» EXTRACTED RECORDS:
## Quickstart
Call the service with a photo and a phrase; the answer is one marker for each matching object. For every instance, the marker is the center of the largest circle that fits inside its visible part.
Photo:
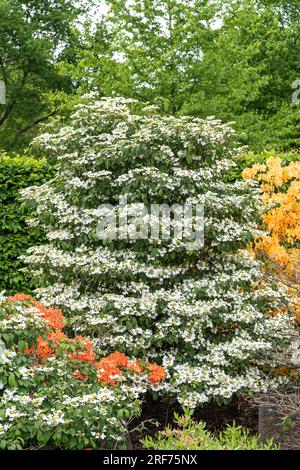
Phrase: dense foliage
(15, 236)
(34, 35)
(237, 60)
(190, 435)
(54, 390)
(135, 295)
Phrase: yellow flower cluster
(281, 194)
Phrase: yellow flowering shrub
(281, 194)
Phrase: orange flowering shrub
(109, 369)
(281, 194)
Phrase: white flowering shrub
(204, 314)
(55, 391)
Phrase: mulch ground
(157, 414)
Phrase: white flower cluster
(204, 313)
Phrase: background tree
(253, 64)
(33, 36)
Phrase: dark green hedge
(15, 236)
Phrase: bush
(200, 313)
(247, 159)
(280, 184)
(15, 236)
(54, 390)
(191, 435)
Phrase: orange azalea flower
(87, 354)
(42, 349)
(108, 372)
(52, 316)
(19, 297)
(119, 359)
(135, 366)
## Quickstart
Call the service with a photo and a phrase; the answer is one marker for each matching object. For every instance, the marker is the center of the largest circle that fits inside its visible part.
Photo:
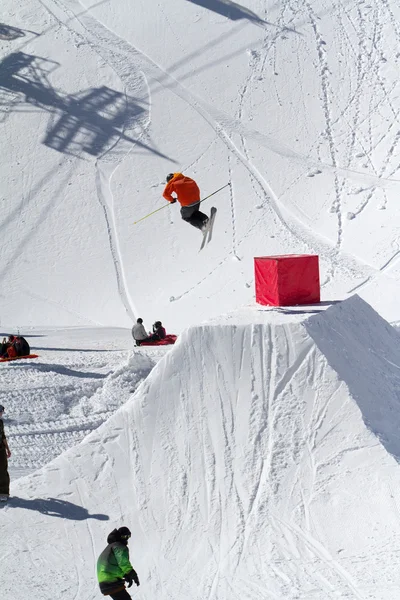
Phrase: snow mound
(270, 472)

» EXERCISE:
Where pictures sit among the data above, omit them, and output the rest exactly.

» COMPLETED TASK:
## Quickstart
Call the service with a photo and a phrase; the answer is one marker for each matching object. For every instance, the marker is the center of the largest circle that fits inside its visible part.
Photo:
Phrase: dense foliage
(15, 236)
(34, 35)
(237, 60)
(190, 435)
(54, 390)
(135, 295)
Phrase: yellow flower cluster
(281, 194)
Phrase: yellow flowering shrub
(281, 194)
Phrase: orange flowering shrub
(109, 369)
(281, 194)
Phrase: white flowering shrub
(204, 314)
(55, 391)
Phrase: mulch ground
(157, 414)
Phrase: white flower cluster
(204, 313)
Phrase: background tree
(253, 64)
(33, 36)
Phrase: dark green hedge
(15, 236)
Phrase: bush
(200, 313)
(247, 159)
(280, 184)
(15, 236)
(54, 390)
(191, 435)
Phrase: orange azalea flower
(87, 354)
(42, 349)
(108, 372)
(52, 316)
(19, 297)
(119, 359)
(135, 366)
## Quickstart
Call the service with a photo and a phrase; the answer is one marker for each matching object. For every instance, the marker is the center of the largest circle that fits inside its visible part.
Photo:
Phrase: snow mound
(270, 472)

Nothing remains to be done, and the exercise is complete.